From the listing that follows, output everything exactly except the pictures.

##############################

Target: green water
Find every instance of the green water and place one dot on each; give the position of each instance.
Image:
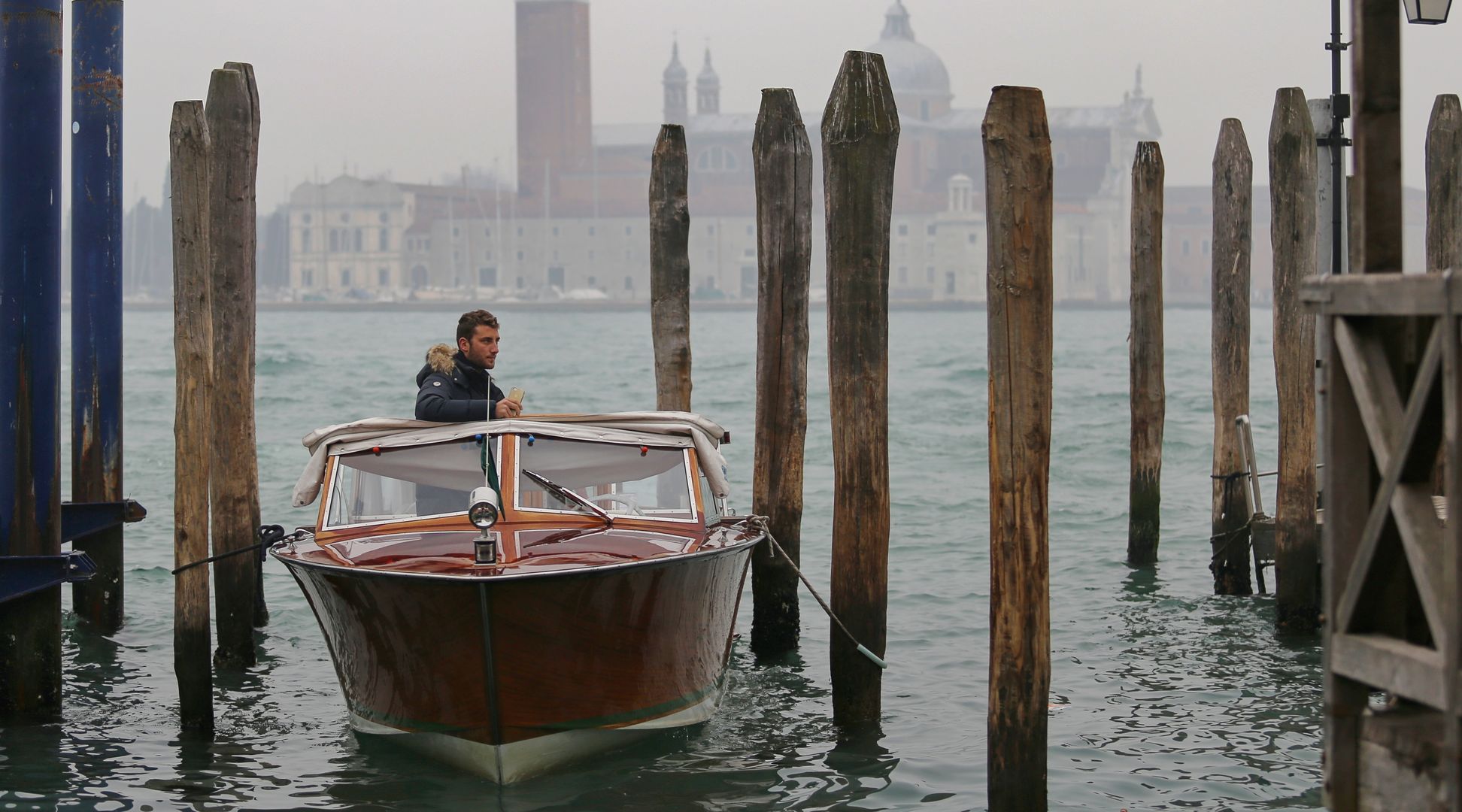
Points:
(1164, 695)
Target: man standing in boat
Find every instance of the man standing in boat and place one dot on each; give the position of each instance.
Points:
(458, 386)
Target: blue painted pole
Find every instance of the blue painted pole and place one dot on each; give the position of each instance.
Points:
(97, 295)
(31, 40)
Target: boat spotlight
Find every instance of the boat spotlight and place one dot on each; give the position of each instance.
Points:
(484, 510)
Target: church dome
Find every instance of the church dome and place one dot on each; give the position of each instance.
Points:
(914, 69)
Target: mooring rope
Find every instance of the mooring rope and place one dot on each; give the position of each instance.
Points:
(760, 523)
(271, 535)
(1230, 536)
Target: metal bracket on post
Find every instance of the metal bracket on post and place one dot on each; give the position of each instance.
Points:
(83, 519)
(23, 574)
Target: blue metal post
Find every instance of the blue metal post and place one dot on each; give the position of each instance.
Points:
(97, 295)
(31, 40)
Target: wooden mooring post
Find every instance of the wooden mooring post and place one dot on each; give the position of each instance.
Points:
(252, 237)
(192, 429)
(860, 138)
(1233, 241)
(31, 353)
(1445, 184)
(783, 159)
(670, 268)
(1293, 181)
(1018, 291)
(233, 130)
(1147, 389)
(97, 297)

##############################

## Response
Target: green water
Find every instance of the green water and place one dot on each; give the position of each instance.
Image:
Points:
(1164, 695)
Target: man standing in boat
Find every instance of the man standing in boat and place one dot on each; give the position of each instance.
Points:
(458, 386)
Target: blue painted pole
Find every instance of the blue painted pole and place one dot on each; give the position of each instance.
Points:
(97, 295)
(31, 40)
Target: boat spotlight
Find every instance of the boat spotlight and place one dot on each; give the position of each instance.
Points:
(484, 510)
Target: church dome
Find every instance of the church dome and place one dot on each; give the position of each instance.
Points:
(914, 69)
Target: mooring rope
Find every instance of the mooring rope and place one dot on each; give the position of each instance.
Points:
(760, 523)
(271, 535)
(1230, 536)
Target: metal bracket on post
Find every instance of the metal bracket on post and place one dot on each; give the position of each instance.
Points:
(83, 519)
(23, 574)
Target: blue metal post
Find every instance of the blue metal post and place one dot on each; give the position of each instance.
Points:
(97, 295)
(31, 40)
Target: wooden mooring post
Find every instance of the wooden mooring post and place one dot on each; give the position of each instance.
Points:
(252, 237)
(192, 429)
(860, 138)
(1233, 241)
(31, 353)
(1445, 184)
(783, 159)
(670, 268)
(1293, 181)
(1018, 291)
(233, 130)
(1147, 389)
(97, 297)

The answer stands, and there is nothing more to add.